> [Stated problem]
Find the line containing "Question. The picture above shows the flame" in the material below; copy that line and all following lines exactly.

◆ ◆ ◆ ◆ ◆ ◆ ◆

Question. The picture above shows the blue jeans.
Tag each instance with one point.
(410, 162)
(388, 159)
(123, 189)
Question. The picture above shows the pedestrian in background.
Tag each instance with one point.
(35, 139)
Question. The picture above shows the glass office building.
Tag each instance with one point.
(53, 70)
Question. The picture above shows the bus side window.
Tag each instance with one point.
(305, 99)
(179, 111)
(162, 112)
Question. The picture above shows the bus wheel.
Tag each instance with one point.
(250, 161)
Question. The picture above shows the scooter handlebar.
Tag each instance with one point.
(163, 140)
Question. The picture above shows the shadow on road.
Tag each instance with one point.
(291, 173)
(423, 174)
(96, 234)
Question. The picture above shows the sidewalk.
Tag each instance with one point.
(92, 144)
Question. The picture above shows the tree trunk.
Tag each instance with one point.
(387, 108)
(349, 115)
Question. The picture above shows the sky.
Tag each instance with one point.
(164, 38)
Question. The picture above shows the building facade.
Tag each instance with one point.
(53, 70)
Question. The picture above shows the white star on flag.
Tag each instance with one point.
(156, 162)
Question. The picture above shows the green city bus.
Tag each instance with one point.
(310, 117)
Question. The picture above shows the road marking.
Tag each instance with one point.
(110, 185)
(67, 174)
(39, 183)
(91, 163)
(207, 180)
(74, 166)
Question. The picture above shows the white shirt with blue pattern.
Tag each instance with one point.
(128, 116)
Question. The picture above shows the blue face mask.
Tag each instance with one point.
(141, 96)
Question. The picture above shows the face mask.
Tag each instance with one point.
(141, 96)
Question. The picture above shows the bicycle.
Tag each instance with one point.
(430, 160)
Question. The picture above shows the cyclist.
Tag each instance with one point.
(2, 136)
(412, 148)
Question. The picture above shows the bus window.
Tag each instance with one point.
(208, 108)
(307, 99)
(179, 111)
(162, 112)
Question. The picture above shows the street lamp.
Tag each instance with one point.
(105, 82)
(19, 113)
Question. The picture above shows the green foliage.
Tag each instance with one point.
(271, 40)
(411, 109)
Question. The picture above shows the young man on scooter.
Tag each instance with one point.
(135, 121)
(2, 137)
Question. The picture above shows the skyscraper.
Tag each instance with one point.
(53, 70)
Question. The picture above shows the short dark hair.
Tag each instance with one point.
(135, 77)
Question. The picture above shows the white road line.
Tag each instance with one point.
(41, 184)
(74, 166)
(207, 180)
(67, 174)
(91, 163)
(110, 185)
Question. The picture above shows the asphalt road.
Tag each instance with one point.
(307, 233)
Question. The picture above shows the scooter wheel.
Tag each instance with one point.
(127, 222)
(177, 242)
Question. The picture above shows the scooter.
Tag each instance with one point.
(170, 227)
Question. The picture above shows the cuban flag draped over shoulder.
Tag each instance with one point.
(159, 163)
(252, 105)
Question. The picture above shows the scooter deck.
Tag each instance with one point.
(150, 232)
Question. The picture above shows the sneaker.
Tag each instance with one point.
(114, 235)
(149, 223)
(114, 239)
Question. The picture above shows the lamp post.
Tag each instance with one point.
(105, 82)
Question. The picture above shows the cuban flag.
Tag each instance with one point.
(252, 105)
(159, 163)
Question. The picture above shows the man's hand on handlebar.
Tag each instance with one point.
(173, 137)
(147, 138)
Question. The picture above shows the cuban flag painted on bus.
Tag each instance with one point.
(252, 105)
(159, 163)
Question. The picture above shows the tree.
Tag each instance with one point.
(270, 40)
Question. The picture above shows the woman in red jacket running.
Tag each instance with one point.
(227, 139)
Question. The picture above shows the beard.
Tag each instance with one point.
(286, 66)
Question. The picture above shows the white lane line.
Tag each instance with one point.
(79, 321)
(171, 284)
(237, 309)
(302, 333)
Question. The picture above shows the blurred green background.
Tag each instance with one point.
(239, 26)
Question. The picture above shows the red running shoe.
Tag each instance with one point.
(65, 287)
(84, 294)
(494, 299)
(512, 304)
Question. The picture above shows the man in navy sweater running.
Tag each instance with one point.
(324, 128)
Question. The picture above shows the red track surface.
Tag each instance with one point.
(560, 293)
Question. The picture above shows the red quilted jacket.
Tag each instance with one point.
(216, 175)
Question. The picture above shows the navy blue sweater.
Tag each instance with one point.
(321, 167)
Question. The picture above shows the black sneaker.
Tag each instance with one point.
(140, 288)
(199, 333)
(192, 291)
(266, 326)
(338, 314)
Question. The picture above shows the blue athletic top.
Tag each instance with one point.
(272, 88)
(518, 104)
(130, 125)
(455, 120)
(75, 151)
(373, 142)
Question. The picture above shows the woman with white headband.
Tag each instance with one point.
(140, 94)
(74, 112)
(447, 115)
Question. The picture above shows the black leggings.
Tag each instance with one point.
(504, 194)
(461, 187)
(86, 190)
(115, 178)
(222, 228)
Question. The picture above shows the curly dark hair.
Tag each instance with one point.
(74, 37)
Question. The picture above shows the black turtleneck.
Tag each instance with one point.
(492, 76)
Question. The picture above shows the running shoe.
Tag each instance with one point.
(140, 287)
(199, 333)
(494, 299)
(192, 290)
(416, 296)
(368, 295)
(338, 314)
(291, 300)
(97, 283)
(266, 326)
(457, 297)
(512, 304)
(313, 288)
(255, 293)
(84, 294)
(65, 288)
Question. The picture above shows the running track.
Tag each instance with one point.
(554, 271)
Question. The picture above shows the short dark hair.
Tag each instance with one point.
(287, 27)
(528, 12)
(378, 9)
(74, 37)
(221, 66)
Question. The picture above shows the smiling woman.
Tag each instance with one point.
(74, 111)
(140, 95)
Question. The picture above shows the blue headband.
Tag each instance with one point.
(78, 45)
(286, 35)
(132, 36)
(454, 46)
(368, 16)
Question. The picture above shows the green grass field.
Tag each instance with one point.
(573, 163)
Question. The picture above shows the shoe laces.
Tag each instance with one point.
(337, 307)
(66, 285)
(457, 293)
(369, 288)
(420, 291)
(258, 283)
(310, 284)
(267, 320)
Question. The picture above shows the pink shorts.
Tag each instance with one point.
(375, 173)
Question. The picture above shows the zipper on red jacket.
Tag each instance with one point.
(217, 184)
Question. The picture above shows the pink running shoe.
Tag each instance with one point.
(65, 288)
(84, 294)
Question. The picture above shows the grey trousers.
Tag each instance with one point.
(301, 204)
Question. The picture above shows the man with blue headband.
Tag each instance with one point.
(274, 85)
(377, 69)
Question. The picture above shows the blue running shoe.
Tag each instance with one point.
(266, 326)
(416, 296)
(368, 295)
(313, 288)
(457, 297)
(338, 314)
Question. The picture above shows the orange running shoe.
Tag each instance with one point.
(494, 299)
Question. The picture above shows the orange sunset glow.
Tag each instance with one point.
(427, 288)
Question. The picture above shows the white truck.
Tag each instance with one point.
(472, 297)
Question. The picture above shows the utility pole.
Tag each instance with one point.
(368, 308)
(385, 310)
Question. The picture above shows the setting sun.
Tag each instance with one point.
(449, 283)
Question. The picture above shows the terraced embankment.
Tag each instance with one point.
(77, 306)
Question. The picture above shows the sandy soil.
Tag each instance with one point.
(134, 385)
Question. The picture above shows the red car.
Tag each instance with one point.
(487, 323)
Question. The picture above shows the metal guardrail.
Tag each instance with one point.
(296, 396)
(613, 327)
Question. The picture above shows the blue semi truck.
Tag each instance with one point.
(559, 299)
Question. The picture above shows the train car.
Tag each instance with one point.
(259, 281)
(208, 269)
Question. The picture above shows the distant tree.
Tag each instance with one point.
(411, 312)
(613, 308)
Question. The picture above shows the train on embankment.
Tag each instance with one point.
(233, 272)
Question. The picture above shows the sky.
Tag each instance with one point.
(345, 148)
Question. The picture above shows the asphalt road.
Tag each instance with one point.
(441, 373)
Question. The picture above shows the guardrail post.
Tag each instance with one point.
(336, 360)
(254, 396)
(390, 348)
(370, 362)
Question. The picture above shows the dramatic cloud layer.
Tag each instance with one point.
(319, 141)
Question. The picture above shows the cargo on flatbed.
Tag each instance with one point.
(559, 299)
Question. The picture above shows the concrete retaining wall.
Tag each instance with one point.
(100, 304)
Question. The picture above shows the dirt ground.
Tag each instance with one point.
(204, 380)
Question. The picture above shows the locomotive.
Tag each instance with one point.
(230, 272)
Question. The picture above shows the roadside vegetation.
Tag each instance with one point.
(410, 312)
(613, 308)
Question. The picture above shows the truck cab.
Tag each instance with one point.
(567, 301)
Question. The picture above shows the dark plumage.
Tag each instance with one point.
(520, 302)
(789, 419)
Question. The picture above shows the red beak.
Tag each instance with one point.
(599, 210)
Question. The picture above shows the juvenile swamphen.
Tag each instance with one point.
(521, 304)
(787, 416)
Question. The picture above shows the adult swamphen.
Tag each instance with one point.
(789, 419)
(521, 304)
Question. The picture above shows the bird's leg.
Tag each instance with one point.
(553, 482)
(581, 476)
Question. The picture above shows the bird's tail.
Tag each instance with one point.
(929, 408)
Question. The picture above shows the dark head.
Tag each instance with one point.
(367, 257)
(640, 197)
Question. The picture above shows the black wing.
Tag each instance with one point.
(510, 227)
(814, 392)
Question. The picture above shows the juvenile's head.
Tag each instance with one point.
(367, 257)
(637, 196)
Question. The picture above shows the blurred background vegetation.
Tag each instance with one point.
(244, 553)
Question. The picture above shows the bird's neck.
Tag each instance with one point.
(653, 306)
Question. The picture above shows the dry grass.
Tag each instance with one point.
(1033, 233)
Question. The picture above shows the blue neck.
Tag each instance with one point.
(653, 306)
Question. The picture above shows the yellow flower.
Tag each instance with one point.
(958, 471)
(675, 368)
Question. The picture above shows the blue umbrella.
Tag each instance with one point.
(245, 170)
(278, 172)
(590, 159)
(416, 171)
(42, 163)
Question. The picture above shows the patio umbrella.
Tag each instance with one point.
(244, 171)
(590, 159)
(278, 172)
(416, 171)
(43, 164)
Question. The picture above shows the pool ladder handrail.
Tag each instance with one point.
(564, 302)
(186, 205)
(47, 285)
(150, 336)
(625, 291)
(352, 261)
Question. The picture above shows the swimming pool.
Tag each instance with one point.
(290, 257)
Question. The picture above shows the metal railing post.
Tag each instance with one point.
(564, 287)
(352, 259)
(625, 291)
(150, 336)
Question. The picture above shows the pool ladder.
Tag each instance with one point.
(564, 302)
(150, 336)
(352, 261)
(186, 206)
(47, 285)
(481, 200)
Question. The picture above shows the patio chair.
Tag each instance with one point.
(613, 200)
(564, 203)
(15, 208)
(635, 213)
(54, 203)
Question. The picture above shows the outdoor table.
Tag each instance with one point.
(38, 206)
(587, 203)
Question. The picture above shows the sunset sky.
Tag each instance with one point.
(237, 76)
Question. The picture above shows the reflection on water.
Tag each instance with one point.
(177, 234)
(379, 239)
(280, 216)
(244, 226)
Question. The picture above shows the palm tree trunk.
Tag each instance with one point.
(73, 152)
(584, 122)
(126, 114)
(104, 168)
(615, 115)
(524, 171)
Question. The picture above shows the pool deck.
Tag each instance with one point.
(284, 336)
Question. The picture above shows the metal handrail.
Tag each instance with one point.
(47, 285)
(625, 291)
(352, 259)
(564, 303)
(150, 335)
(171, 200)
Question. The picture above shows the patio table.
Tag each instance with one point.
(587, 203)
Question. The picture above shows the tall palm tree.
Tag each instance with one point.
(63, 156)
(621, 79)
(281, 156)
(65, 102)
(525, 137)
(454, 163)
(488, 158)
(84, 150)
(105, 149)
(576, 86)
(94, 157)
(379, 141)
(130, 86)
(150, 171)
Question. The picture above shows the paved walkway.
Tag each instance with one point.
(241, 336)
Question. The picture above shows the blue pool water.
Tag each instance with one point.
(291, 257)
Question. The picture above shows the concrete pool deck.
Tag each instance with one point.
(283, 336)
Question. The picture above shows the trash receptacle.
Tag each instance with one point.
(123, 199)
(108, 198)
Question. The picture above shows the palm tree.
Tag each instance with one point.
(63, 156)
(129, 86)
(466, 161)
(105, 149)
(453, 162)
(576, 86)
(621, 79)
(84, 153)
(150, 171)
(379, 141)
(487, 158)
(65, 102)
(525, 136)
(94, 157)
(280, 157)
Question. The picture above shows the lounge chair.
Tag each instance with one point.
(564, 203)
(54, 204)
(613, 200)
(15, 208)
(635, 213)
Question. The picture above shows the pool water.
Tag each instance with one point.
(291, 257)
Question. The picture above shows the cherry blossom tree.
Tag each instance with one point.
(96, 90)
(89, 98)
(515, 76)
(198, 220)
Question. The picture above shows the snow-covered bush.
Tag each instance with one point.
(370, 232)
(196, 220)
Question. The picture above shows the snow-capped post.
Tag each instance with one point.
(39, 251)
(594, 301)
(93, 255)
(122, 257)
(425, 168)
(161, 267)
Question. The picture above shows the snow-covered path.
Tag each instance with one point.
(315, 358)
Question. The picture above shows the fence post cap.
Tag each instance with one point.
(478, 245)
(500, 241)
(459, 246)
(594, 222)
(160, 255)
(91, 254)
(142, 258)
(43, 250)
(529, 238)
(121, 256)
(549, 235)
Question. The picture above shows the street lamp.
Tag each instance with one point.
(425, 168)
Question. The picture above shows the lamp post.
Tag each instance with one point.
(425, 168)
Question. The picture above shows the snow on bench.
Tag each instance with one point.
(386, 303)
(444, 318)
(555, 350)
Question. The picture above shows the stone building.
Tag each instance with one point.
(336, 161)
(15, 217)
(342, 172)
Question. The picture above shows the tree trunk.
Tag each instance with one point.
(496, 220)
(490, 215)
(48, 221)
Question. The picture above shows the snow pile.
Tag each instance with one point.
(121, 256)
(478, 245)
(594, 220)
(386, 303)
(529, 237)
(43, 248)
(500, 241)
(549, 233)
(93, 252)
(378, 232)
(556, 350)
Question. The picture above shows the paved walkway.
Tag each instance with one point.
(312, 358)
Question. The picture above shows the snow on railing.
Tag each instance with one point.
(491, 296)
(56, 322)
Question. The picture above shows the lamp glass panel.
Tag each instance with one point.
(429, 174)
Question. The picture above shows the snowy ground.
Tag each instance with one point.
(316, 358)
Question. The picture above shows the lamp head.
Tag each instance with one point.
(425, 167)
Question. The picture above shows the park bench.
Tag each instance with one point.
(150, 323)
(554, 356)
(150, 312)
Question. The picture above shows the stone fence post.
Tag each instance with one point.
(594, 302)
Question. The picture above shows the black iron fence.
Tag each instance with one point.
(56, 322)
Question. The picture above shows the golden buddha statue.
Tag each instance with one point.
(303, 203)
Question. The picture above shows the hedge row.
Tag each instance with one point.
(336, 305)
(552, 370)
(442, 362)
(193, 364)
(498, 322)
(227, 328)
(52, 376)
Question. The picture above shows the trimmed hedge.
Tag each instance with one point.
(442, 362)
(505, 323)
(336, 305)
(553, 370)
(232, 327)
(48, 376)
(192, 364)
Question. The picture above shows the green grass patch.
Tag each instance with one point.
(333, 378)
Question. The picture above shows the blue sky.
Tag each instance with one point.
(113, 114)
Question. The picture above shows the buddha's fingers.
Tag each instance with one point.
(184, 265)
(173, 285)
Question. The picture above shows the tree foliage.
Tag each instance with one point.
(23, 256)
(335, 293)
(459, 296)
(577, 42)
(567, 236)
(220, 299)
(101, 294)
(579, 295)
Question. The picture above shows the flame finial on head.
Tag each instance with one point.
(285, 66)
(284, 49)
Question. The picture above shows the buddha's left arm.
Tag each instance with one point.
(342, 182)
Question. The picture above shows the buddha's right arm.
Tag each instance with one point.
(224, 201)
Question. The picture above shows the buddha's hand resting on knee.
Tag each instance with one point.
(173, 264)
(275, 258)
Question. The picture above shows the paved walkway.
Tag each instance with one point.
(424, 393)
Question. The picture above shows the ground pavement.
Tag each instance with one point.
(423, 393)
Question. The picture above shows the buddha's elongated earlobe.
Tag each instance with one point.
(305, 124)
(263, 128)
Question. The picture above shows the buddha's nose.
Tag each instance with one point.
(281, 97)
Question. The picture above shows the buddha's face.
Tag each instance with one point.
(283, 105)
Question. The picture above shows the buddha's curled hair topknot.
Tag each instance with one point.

◆ ◆ ◆ ◆ ◆ ◆ ◆

> [Solution below]
Question. The picture above shows the flame finial on head.
Tag each instance with one point.
(285, 66)
(284, 49)
Question. The picture above shows the buddha's left arm.
Tag each instance with one point.
(342, 182)
Question. The picture above shows the buddha's right arm.
Tag each instance with one point.
(224, 201)
Question. The picture above shows the buddha's hand resting on knee.
Tag each instance with one point.
(173, 264)
(275, 258)
Question. The picture above shows the paved walkway.
Tag each instance with one point.
(424, 393)
Question. The picture above shows the ground pavement.
Tag each instance with one point.
(423, 393)
Question. The picture above shows the buddha's elongated earlobe.
Tag each instance with one point.
(305, 124)
(263, 128)
Question. The picture above shows the buddha's nose.
Tag each instance with one point.
(281, 97)
Question. The picture above shows the buddha's face.
Tag each instance with one point.
(283, 105)
Question. The picture above shows the buddha's curled hair topknot.
Tag each instance with one point.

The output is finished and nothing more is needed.